Belcher, Kate Rebecca; Crocker, Matthew W.
Correlating Language Model Surprisal With Cloze and Plausibility: Getting the Best of Both Measures
Proceeding of the 15th Workshop on Cognitive Modeling and Computational Linguistics (CMCL), pp. 99-109, 2026.
Prediction is central to both expectation-based theories of human language processing (such as Surprisal Theory), and the objective of neural network-based causal language models, where upcoming tokens are predicted based on their preceding context. With this similarity in mind, we investigated how language model predictions align with human linguistic prediction measures. We investigated the extent to which small-sized causal LLMs capture two common proxy measures of human surprisal – cloze probability and plausibility – in their predictive patterns. For this analysis, we created a new dataset of 660 sentence pair items with a minimal triplet design, in which target words vary across the full scale of word predictability, and calculate metric alignment by way of Pearson correlation. We find a stronger overall correlation of LM-surprisal with plausibility than with cloze, and, notably, the relationships between LM-surprisal and each of the two offline measures is found to vary depending on the relative predictability of the target word. We conclude that LM-surprisal offers a distinct perspective as a predictability measure than both offline behavioural measures, and that it may offer a useful tool in teasing apart nuances in predictability in certain instances which are not always captured by cloze probability and plausibility alone.

Saved data entries:
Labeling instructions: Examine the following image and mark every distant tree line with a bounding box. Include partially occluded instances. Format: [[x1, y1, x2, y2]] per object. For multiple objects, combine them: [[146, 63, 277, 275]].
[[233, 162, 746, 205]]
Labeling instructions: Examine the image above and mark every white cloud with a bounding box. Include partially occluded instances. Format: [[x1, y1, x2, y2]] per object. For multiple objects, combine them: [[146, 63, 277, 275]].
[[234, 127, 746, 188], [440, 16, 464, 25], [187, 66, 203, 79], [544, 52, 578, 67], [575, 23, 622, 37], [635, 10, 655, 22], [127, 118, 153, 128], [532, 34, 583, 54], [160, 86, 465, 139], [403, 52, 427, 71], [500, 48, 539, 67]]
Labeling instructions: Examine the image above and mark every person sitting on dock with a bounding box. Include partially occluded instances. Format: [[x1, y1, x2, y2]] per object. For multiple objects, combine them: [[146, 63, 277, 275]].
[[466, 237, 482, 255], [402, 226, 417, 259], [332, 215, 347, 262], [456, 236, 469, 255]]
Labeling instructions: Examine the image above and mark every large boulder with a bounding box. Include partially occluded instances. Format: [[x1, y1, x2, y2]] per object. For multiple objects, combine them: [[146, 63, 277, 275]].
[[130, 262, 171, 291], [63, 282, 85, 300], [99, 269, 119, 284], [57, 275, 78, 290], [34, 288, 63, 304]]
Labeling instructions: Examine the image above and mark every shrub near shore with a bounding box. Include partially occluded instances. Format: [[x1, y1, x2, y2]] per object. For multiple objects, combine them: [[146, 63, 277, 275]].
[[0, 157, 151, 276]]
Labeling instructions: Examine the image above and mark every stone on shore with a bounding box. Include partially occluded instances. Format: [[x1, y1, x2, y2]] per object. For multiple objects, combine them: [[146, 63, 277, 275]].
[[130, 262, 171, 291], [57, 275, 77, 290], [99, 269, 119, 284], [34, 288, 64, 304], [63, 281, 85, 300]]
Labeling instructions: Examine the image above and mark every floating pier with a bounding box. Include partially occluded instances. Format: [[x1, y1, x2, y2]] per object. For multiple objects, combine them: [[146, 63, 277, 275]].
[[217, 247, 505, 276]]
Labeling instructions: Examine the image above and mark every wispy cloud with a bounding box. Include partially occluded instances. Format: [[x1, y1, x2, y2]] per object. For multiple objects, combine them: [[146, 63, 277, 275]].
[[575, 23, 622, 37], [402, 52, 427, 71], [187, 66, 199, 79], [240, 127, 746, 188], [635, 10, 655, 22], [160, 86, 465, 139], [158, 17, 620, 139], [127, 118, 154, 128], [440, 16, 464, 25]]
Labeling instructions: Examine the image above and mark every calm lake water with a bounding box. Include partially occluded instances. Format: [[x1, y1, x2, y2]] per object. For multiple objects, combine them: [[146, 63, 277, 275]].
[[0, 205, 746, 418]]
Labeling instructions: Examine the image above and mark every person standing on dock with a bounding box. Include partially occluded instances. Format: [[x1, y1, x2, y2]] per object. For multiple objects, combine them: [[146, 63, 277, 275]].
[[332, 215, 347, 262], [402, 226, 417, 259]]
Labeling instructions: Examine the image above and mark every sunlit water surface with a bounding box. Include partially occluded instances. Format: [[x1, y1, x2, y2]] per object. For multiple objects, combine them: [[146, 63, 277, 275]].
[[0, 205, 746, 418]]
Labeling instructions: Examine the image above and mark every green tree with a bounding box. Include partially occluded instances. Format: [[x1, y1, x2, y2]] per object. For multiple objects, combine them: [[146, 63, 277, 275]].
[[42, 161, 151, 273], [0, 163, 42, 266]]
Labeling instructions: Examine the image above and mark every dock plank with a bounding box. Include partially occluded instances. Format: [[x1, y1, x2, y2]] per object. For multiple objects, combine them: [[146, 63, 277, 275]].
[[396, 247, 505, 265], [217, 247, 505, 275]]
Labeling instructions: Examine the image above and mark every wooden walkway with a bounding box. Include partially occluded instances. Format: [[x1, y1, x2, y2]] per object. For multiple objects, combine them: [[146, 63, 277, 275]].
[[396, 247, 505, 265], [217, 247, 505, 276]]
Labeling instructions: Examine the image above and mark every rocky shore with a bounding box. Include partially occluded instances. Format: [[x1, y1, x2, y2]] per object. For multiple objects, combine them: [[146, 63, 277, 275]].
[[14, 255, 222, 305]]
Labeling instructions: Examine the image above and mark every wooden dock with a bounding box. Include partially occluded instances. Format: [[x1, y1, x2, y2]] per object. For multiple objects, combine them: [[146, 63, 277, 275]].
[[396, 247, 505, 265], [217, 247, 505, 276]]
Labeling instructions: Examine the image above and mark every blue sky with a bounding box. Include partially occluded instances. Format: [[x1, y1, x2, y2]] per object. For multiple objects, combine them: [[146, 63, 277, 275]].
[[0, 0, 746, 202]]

Goal of the exercise:
Render into Spanish this sentence from the abstract on language model surprisal: "With this similarity in mind, we investigated how language model predictions align with human linguistic prediction measures."

Written solution:
Con esta similitud en mente, investigamos cómo las predicciones de los modelos de lenguaje se alinean con las medidas humanas de predicción lingüística.